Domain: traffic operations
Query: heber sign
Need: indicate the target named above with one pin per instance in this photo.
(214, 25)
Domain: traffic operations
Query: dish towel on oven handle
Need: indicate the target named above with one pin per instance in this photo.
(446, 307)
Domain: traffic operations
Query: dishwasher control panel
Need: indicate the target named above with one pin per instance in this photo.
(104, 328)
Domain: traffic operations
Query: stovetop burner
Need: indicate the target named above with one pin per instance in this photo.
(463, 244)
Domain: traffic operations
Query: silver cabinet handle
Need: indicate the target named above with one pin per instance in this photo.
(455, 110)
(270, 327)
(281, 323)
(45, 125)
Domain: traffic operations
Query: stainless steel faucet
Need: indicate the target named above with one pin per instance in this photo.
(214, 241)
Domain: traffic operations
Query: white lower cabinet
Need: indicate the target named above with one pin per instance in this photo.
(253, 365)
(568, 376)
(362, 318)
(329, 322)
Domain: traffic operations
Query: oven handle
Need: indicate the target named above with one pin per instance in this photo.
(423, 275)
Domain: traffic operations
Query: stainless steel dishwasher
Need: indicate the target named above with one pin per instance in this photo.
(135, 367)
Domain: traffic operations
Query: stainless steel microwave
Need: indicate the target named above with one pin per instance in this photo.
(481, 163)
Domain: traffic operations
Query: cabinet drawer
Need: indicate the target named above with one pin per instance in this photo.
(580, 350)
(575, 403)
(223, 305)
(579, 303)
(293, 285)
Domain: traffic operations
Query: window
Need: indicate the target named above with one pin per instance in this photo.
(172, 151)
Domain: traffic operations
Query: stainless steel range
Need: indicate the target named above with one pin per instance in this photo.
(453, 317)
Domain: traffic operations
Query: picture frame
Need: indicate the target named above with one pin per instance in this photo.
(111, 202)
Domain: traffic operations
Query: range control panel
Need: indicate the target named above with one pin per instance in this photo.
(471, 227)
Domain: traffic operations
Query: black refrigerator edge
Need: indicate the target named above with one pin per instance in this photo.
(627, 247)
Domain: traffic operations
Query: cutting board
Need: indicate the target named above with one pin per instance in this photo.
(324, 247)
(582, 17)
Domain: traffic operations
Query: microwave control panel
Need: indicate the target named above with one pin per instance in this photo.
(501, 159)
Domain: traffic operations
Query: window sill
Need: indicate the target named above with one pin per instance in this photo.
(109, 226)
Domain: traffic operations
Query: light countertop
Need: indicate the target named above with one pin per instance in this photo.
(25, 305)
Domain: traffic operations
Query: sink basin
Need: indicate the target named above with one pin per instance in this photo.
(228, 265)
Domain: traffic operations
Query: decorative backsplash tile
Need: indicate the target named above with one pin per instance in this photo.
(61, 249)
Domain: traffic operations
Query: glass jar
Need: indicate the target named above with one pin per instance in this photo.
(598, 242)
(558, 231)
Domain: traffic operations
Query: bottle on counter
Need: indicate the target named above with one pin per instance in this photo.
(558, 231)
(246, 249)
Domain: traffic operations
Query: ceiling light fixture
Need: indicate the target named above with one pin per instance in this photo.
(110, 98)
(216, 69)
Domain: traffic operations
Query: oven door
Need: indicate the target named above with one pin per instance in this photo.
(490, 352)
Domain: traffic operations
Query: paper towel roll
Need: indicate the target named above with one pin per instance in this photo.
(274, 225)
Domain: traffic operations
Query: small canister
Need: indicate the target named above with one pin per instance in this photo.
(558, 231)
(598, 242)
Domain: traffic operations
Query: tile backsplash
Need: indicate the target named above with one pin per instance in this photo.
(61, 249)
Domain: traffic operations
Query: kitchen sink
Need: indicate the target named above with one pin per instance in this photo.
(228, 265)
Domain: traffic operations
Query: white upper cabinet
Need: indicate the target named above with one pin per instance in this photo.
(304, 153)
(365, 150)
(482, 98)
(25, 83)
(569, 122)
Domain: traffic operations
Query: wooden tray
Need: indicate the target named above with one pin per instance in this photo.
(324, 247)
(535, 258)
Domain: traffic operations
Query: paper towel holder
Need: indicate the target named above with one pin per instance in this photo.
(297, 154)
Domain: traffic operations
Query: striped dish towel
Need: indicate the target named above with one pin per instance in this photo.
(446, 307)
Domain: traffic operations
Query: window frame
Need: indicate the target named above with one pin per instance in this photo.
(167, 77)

◇ ◇ ◇

**SHORT EXERCISE:** Set down the material above again, word for word.

**CORRECT RESULT:**
Domain: traffic operations
Query: heber sign
Need: indicate the target named above with one pin per instance in this photo.
(214, 25)
Domain: traffic operations
Query: dish towel on oven handle
Need: indicate the target named above with one pin per instance in this photo.
(446, 307)
Domain: traffic operations
Query: dishwasher control panel
Need: indicate the target named above with one pin per instance in this photo.
(104, 328)
Domain: traffic operations
Query: stovetop burner
Need: indicate the target named above with one pin per instance in this photo.
(463, 244)
Domain: traffic operations
Query: silver cabinet handle
Need: indicate the target named above with one pin per instance in this photo.
(455, 110)
(270, 327)
(281, 323)
(45, 125)
Domain: traffic operations
Query: stainless steel faucet
Need: indicate the target named above with one pin per instance in this photo.
(214, 241)
Domain: traffic operations
Query: white lower cabinet
Need: indicate the target named above with one pin per instance in this photo.
(253, 365)
(568, 376)
(362, 318)
(329, 322)
Domain: traffic operations
Query: oven handle
Need: indicate the target named above with one pin per instance in this photo.
(423, 275)
Domain: traffic operations
Query: stainless steel dishwasher
Need: indicate the target named above with one pin per instance in this photo.
(135, 367)
Domain: traffic operations
Query: stainless steel microwave
Need: indicate the target named above with one pin per instance in this photo.
(481, 163)
Domain: traffic operations
Query: cabinet drawer
Need: indicate the target named above with one pin per instance in this photo.
(580, 350)
(575, 403)
(223, 305)
(579, 303)
(293, 285)
Domain: traffic operations
Query: window
Need: indicate the target named above with one pin per instance in this photo.
(172, 151)
Domain: traffic operations
Query: stainless steel range
Need: indicate the target named above with one pin per instance in this photo.
(453, 317)
Domain: traffic operations
Query: picture frame
Need: indicate the target named above with one pin per instance in this photo.
(111, 202)
Domain: traffic operations
Query: range control panel
Need: indicate the target named above with one pin per instance in this photo.
(471, 227)
Domain: traffic operations
Query: black refrigerator edge
Need: indicate the target named above with one pin per instance in this photo.
(627, 247)
Domain: traffic operations
Query: cutting board
Need: indicate the target named above with one pin per instance in this photo.
(324, 247)
(582, 17)
Domain: traffic operations
Query: microwave control panel
Need: indicate the target named above with one pin per instance in this photo.
(501, 159)
Domain: traffic operations
Query: window sill
Need: indicate the target named above with one pin per instance in this photo.
(109, 226)
Domain: traffic operations
Query: light countertop
Need: indicate the target named above with one pin per instance in this photo.
(25, 305)
Domain: traffic operations
Query: sink basin
Need: indicate the target named above with one pin per instance in this photo.
(228, 265)
Domain: traffic operations
Query: decorative backsplash tile
Need: indicate the target named above with one pin per instance in this photo.
(61, 249)
Domain: traffic operations
Query: glass jar
Need: indicate the target named above with one pin per instance in this photo.
(598, 242)
(558, 231)
Domain: traffic operations
Query: bottle on counter
Need: indicate the target named above with one pin per instance in this photo.
(558, 231)
(246, 249)
Domain: traffic operations
Query: ceiling light fixture
Need: indicate the target named above with one pin per instance in this photo.
(110, 98)
(216, 69)
Domain: traffic operations
Query: oven door
Need: indicate the target named above with one pin per instance in this photo.
(490, 352)
Domain: traffic operations
Query: paper towel roll
Need: indicate the target named above with one pin per instance in this photo.
(274, 225)
Domain: traffic operations
Query: small canister
Need: indicate the target named above with one pin per instance in this photo.
(558, 231)
(598, 242)
Domain: traffic operations
Query: tile backsplash
Need: indicate the target named above with one pin per instance in this photo.
(61, 249)
Domain: traffic operations
Query: kitchen sink
Need: indicate the target named above with one pin per instance in this photo.
(228, 265)
Domain: traffic operations
Query: white upper cabinet
Need: indicate the target named above with one pin per instance in this photo.
(304, 153)
(365, 150)
(482, 98)
(25, 83)
(569, 122)
Domain: traffic operations
Query: wooden tray
Need: indicate the target named above with one pin per instance in this photo.
(324, 247)
(535, 258)
Domain: traffic operations
Query: paper towel holder
Need: indicate the target named above with one pin per instance in this photo.
(297, 154)
Domain: traffic operations
Query: striped dish towel
Need: indicate the target named above with one pin per instance in this photo.
(446, 307)
Domain: traffic operations
Query: window frame
Need: indicate the target named above with one pin per instance in this photo.
(167, 77)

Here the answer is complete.